■ DIRECTIONS FOR THIS TASK ■
What follows is a set of records; copy all of it exactly.

════════════════

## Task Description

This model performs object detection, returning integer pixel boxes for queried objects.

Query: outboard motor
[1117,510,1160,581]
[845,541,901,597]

════════════════

■ RESULT OF THE EXERCISE ■
## Task Description

This model performs object detection, returning integer pixel boxes for queried objects.

Query: outboard motor
[1117,510,1160,581]
[845,541,901,597]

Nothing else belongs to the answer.